▶ [Short problem]
Change every "roof rack" in the material below to "luggage rack", keep everything else identical, and omit the pictures.

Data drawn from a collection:
————————
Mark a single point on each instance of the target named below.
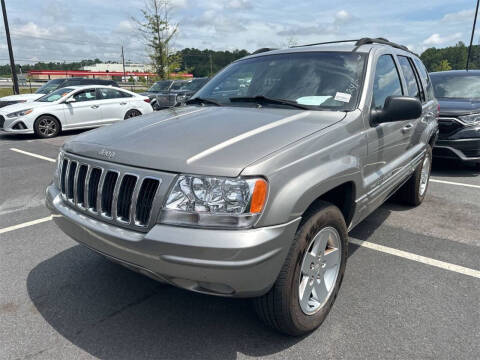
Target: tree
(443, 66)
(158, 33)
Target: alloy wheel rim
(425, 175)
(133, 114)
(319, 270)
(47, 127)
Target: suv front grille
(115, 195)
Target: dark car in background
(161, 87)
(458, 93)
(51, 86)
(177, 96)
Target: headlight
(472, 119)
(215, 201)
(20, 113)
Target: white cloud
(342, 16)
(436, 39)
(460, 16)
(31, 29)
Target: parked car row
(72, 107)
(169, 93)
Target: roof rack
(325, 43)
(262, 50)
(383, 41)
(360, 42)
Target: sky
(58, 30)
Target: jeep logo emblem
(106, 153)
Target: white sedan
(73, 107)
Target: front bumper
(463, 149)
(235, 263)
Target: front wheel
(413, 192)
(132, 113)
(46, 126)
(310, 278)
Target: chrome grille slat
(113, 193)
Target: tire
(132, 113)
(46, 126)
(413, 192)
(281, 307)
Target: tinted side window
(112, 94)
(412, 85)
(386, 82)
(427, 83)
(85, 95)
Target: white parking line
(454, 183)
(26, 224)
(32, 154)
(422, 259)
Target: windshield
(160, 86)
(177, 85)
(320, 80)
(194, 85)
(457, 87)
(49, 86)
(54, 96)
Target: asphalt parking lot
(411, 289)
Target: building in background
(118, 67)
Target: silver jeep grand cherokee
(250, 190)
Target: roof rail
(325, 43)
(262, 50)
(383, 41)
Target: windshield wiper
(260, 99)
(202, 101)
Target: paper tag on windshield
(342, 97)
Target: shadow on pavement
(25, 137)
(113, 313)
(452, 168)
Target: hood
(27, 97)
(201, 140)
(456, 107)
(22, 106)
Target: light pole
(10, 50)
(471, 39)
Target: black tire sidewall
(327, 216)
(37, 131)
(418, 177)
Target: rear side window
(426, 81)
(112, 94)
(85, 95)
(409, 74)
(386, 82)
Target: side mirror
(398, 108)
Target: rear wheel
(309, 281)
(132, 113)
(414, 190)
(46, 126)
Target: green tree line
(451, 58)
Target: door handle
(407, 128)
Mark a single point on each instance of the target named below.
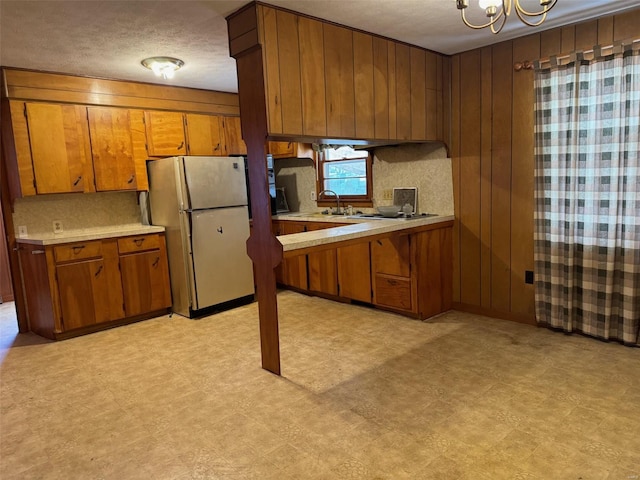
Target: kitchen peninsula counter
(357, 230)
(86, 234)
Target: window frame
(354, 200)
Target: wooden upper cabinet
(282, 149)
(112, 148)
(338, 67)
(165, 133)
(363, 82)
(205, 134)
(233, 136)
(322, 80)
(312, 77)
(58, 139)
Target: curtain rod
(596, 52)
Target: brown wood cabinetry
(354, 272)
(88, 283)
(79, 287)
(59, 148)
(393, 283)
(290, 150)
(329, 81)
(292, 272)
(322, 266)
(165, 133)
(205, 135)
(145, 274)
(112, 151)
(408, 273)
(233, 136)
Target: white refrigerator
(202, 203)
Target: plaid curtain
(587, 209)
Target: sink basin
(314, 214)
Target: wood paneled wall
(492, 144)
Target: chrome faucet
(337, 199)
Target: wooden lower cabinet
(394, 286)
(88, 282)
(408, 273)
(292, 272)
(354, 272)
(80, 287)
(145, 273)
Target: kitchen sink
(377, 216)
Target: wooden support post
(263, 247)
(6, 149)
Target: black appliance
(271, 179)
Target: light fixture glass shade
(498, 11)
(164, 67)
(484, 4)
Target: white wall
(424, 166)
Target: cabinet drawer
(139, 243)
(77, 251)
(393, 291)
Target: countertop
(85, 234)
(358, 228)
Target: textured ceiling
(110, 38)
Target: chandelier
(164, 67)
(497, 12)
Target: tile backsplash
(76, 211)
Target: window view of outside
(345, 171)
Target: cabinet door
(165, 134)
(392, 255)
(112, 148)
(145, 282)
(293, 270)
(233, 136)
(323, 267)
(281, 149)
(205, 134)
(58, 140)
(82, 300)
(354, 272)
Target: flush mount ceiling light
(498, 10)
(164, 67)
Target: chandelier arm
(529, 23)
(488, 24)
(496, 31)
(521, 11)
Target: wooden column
————————
▶ [Problem solution]
Mark a single point on each instance of the target named below.
Target: tree
(443, 66)
(158, 33)
Target: alloy wheel rim
(425, 175)
(133, 114)
(319, 270)
(47, 127)
Target: suv front grille
(115, 195)
Target: dark car in background
(161, 87)
(458, 93)
(51, 86)
(177, 96)
Target: headlight
(472, 119)
(215, 201)
(20, 113)
Target: white cloud
(342, 16)
(436, 39)
(460, 16)
(31, 29)
Target: parked car row
(72, 107)
(169, 93)
Target: luggage rack
(325, 43)
(262, 50)
(383, 41)
(360, 42)
Target: sky
(58, 30)
Target: jeep logo emblem
(106, 153)
Target: white sedan
(73, 107)
Target: front bumper
(463, 149)
(235, 263)
Target: front wheel
(413, 192)
(132, 113)
(46, 126)
(310, 278)
Target: chrome grille slat
(113, 193)
Target: tire
(132, 113)
(46, 126)
(413, 192)
(281, 307)
Target: tinted side window
(112, 94)
(412, 85)
(386, 82)
(427, 83)
(85, 95)
Target: white parking line
(454, 183)
(26, 224)
(32, 154)
(422, 259)
Target: windshield
(160, 86)
(177, 85)
(320, 80)
(194, 85)
(457, 87)
(49, 86)
(54, 96)
Target: asphalt parking lot
(411, 289)
Target: building in background
(118, 67)
Target: silver jeep grand cherokee
(250, 190)
Target: roof rail
(325, 43)
(262, 50)
(383, 41)
Target: windshield wiper
(260, 99)
(202, 101)
Target: paper tag on windshield
(342, 97)
Target: shadow on pavement
(25, 137)
(113, 313)
(452, 168)
Target: hood
(27, 97)
(201, 140)
(456, 107)
(22, 106)
Target: light pole
(10, 50)
(471, 39)
Target: black tire sidewall
(327, 216)
(37, 131)
(418, 177)
Target: rear side window
(426, 81)
(112, 94)
(85, 95)
(409, 74)
(386, 82)
Target: side mirror
(398, 108)
Target: rear wheel
(309, 281)
(132, 113)
(414, 190)
(46, 126)
Target: green tree line
(451, 58)
Target: door handle
(407, 128)
Mark a single point on each instance of the target named below.
Target: kitchen peninsula counter
(357, 230)
(86, 234)
Target: window frame
(354, 200)
Target: wooden upper cabinet
(282, 149)
(112, 148)
(338, 67)
(165, 133)
(363, 82)
(205, 134)
(233, 136)
(322, 80)
(312, 77)
(58, 139)
Target: curtain rod
(596, 52)
Target: brown wood cabinetry
(354, 272)
(88, 283)
(79, 287)
(59, 148)
(393, 283)
(290, 150)
(329, 81)
(292, 272)
(322, 266)
(165, 133)
(205, 135)
(145, 274)
(112, 151)
(408, 273)
(233, 136)
Target: white refrigerator
(202, 203)
Target: plaid curtain
(587, 209)
Target: sink basin
(314, 214)
Target: wood paneled wall
(492, 144)
Target: chrome faucet
(337, 199)
Target: wooden lower cabinet
(394, 286)
(88, 282)
(408, 273)
(292, 272)
(354, 272)
(80, 287)
(145, 273)
Target: kitchen sink
(377, 216)
Target: wooden support post
(263, 247)
(6, 149)
Target: black appliance
(271, 179)
Target: light fixture glass shade
(498, 11)
(164, 67)
(484, 4)
Target: white wall
(424, 166)
Target: cabinet drawer
(139, 243)
(77, 251)
(393, 291)
Target: countertop
(85, 234)
(358, 228)
Target: textured ceiling
(110, 38)
Target: chandelier
(164, 67)
(497, 12)
Target: tile backsplash
(76, 211)
Target: window view of outside
(345, 171)
Target: cabinet door
(165, 134)
(392, 255)
(112, 148)
(145, 282)
(293, 270)
(233, 136)
(323, 267)
(281, 149)
(205, 134)
(58, 140)
(82, 300)
(354, 272)
Target: flush mount ceiling light
(498, 10)
(164, 67)
Target: chandelier arm
(529, 23)
(488, 24)
(496, 31)
(521, 11)
Target: wooden column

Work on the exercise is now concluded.